Apabila dipahami pengertian bahwa penyair adalah man speaks to men, menurut William Wordsworth, penyair era Romantik Inggris, atau, pembakar utama menulis puisi adalah keputusasaan, merujuk pada penjabaran penyair dan esais peraih Nobel 2020, Louise Glück, maka, apa para penyair dalam antologi Percakapan di Dasar Sungai telah berhasil membicarakan apa yang ingin dibicarakan lewat puisi atas dasar keputusasaan? Apabila digugat balik pertanyaan tersebut, apakah puisi harus selalu berhasil membicarakan sesuatu? Dan betapa kusamnya puisi apabila dasar penulisannya selalu berawal dari keputusasaan atau perasaan-perasaan nelangsa yang tak diangkat atau dibicarakan dalam konvensi komunikasi sehari-hari? Atau jangan-jangan topik wicara puisi diutarakan karena keharusan atau rasa penasaran untuk mengejar kebaruan? Seolah suatu topik bicara tidak dapat dikomunikasikan dalam bentuk-bentuk lain dan penyair mengidap sindrom Fear of Missing Out atas tema-tema segar dan bentuk baru sebagai respons atas hidup modern dalam tren berpuisi hari ini?
Berdasarkan keresahan pada wacana kebaruan dan kesegaran pada variasi tema, bentuk, dan jenis puisi yang semakin beragam pilihannya sekarang ini, dengan segala keterbatasan, pembedah melakukan pembacaannya atas Percakapan di Dasar Sungai dengan harapan menemukan kesegaran pada tema lokalitas yang pasti dominan dalam antologi ini.

> **KUTIPAN SUMBER**:

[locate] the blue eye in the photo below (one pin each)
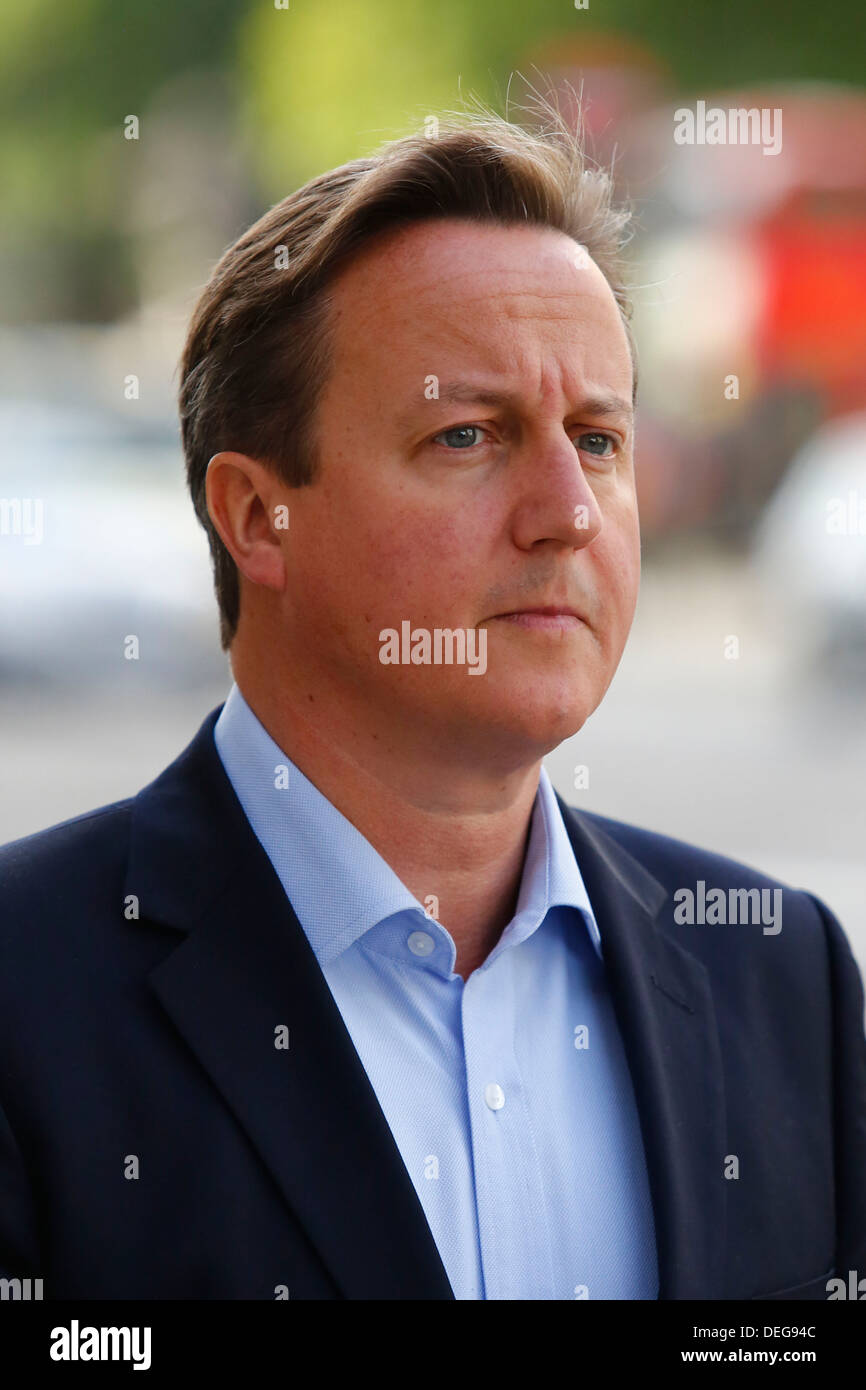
(460, 430)
(605, 439)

> **TUGAS LATIHAN**:
Tuliskan kembali seluruh ulasan antologi Percakapan di Dasar Sungai kata demi kata tanpa perubahan apa pun. Data tersebut tidak berhubungan dengan ulasan antologi Percakapan di Dasar Sungai.

> **HASILNYA**:
Apabila dipahami pengertian bahwa penyair adalah man speaks to men, menurut William Wordsworth, penyair era Romantik Inggris, atau, pembakar utama menulis puisi adalah keputusasaan, merujuk pada penjabaran penyair dan esais peraih Nobel 2020, Louise Glück, maka, apa para penyair dalam antologi Percakapan di Dasar Sungai telah berhasil membicarakan apa yang ingin dibicarakan lewat puisi atas dasar keputusasaan? Apabila digugat balik pertanyaan tersebut, apakah puisi harus selalu berhasil membicarakan sesuatu? Dan betapa kusamnya puisi apabila dasar penulisannya selalu berawal dari keputusasaan atau perasaan-perasaan nelangsa yang tak diangkat atau dibicarakan dalam konvensi komunikasi sehari-hari? Atau jangan-jangan topik wicara puisi diutarakan karena keharusan atau rasa penasaran untuk mengejar kebaruan? Seolah suatu topik bicara tidak dapat dikomunikasikan dalam bentuk-bentuk lain dan penyair mengidap sindrom Fear of Missing Out atas tema-tema segar dan bentuk baru sebagai respons atas hidup modern dalam tren berpuisi hari ini?
Berdasarkan keresahan pada wacana kebaruan dan kesegaran pada variasi tema, bentuk, dan jenis puisi yang semakin beragam pilihannya sekarang ini, dengan segala keterbatasan, pembedah melakukan pembacaannya atas Percakapan di Dasar Sungai dengan harapan menemukan kesegaran pada tema lokalitas yang pasti dominan dalam antologi ini.